### PROBLEM STATEMENT
Take the data below and copy exactly the lines starting at the one with "green seedling ??" and finishing at the one with "standing person ??", both included.
((
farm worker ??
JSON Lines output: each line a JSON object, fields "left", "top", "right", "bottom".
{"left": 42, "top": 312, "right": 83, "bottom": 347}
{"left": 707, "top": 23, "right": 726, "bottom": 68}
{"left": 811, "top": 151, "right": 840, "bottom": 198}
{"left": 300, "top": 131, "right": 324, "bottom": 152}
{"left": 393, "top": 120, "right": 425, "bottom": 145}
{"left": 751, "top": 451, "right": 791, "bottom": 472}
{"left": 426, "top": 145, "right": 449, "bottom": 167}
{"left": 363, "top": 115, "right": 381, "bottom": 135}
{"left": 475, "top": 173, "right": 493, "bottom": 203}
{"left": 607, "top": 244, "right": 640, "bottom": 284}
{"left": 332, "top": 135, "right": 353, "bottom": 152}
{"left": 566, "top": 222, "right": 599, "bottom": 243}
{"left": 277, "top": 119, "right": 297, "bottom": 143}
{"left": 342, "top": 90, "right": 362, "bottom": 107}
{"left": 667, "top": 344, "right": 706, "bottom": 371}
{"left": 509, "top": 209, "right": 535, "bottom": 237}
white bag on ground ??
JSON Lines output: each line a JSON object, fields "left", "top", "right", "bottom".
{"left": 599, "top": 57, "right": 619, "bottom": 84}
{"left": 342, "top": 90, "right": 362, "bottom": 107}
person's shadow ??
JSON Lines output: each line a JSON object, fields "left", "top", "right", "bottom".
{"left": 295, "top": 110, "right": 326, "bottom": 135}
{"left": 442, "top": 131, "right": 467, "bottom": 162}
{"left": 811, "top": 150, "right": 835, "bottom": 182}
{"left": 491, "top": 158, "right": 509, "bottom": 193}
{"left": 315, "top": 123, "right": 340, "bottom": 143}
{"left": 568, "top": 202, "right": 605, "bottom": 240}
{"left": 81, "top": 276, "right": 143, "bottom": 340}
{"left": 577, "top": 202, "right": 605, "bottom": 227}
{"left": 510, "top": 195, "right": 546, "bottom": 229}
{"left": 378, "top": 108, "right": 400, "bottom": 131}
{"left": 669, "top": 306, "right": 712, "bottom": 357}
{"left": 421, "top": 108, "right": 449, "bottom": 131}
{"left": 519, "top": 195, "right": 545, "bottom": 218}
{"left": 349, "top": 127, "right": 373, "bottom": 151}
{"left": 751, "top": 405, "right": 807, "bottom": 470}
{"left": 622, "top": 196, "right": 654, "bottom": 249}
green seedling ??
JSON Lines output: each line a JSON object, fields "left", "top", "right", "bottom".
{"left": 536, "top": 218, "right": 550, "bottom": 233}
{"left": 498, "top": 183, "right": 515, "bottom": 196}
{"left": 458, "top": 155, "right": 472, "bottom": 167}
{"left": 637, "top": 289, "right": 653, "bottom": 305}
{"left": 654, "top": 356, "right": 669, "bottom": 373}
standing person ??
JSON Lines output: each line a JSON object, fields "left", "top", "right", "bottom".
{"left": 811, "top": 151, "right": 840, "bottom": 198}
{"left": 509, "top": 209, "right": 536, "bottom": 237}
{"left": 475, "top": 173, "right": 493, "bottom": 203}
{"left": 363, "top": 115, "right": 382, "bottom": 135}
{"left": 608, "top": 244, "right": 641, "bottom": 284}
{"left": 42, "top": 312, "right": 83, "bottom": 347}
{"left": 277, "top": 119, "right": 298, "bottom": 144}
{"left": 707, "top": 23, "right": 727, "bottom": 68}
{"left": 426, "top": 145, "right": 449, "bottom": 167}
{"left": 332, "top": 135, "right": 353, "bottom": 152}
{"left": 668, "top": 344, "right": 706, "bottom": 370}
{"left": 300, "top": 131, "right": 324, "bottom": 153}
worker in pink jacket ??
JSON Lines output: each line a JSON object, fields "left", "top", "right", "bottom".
))
### RESPONSE
green seedling ??
JSON Lines output: each line a JSON object, fields "left", "top", "right", "bottom".
{"left": 536, "top": 218, "right": 550, "bottom": 233}
{"left": 498, "top": 183, "right": 515, "bottom": 196}
{"left": 458, "top": 155, "right": 472, "bottom": 167}
{"left": 637, "top": 289, "right": 653, "bottom": 305}
{"left": 654, "top": 356, "right": 669, "bottom": 373}
standing person ??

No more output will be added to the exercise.